- _TAREFA 1_:
Reproduza do trecho abaixo tudo o que vai desde "14 DE FEVEREIRO" até "que isso significa?".
- _TAREFA 2_:
Resuma o trecho abaixo em duas frases.

- _TRECHO_:
◆ ◆ ◆ ◆ ◆ ◆ ◆

14 DE FEVEREIRO DE 2022
DAVID COIMBRA
Talvez você não seja especial
Todas as pessoas se acham especiais. O que é natural: elas são, suportamente, as protagonistas da sua própria história. Naquele filme, elas são "o mocinho". Então, se algo acontece de errado ou se elas são superadas por outras pessoas durante algum tempo, certamente ocorreu uma injustiça. Quase todas as pessoas que conheço se sentem injustiçadas. Quase todas as pessoas que conheço acham que merecem aumento.
O problema é que, no último dia de 2021, o mundo alcançou o número amazônico de 7,8 bilhões de seres humanos respirando debaixo do sol. Ou seja: até o fim de 2024 nós seremos 8 bilhões.
Você entende o que isso significa?
Significa que é impossível haver 8 bilhões de protagonistas. Há 8 bilhões de histórias, certo. Mas nem todas as histórias são interessantes. Nem todas essas histórias são clássicos. Algumas são apenas subalternas, são histórias laterais, e seus personagens não são protagonistas. Em geral, são coadjuvantes da grande trama que se desenvolve enquanto eles estão vivos. E outros nem coadjuvantes são; não passam de meros figurantes.
Você já pensou que pode ser um figurante? Toda aquela ação acontecendo e você é apenas o transeunte que gruda as costas na parede quando o herói corre atrás do bandido.
O que faz de alguém protagonista?
Nem sempre é o mérito. A história do mundo está repleta de protagonistas infames. Putin é um protagonista, decerto que é, e é possível que sua crença de que ele e os russos são injustiçados arraste quase 8 bilhões de seres humanos à III Guerra Mundial.

◆ ◆ ◆ ◆ ◆ ◆ ◆

- _DADOS FORNECIDOS_:
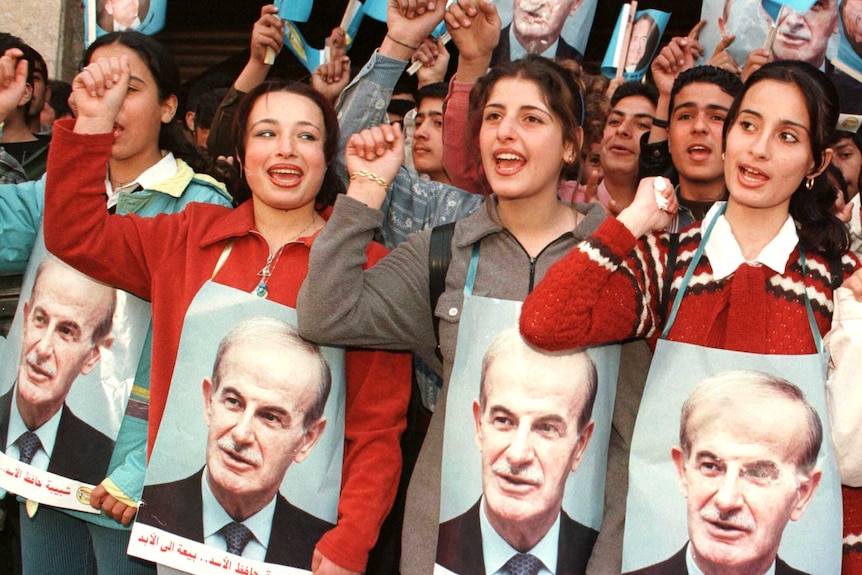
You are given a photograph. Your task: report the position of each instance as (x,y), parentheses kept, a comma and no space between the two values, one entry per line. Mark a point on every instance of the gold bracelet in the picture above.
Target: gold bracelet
(371,176)
(402,43)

◆ ◆ ◆ ◆ ◆ ◆ ◆

- _RESPOSTA 1_:
14 DE FEVEREIRO DE 2022
DAVID COIMBRA
Talvez você não seja especial
Todas as pessoas se acham especiais. O que é natural: elas são, suportamente, as protagonistas da sua própria história. Naquele filme, elas são "o mocinho". Então, se algo acontece de errado ou se elas são superadas por outras pessoas durante algum tempo, certamente ocorreu uma injustiça. Quase todas as pessoas que conheço se sentem injustiçadas. Quase todas as pessoas que conheço acham que merecem aumento.
O problema é que, no último dia de 2021, o mundo alcançou o número amazônico de 7,8 bilhões de seres humanos respirando debaixo do sol. Ou seja: até o fim de 2024 nós seremos 8 bilhões.
Você entende o que isso significa?

- _RESPOSTA 2_:
Todas as pessoas se acham especiais, protagonistas da própria história, e quando são superadas por outras se sentem injustiçadas. Mas, com o mundo chegando a 8 bilhões de seres humanos até o fim de 2024, é impossível todos serem protagonistas: muitos são coadjuvantes ou meros figurantes, e nem sempre é o mérito que faz alguém protagonista, como mostra o caso de Putin.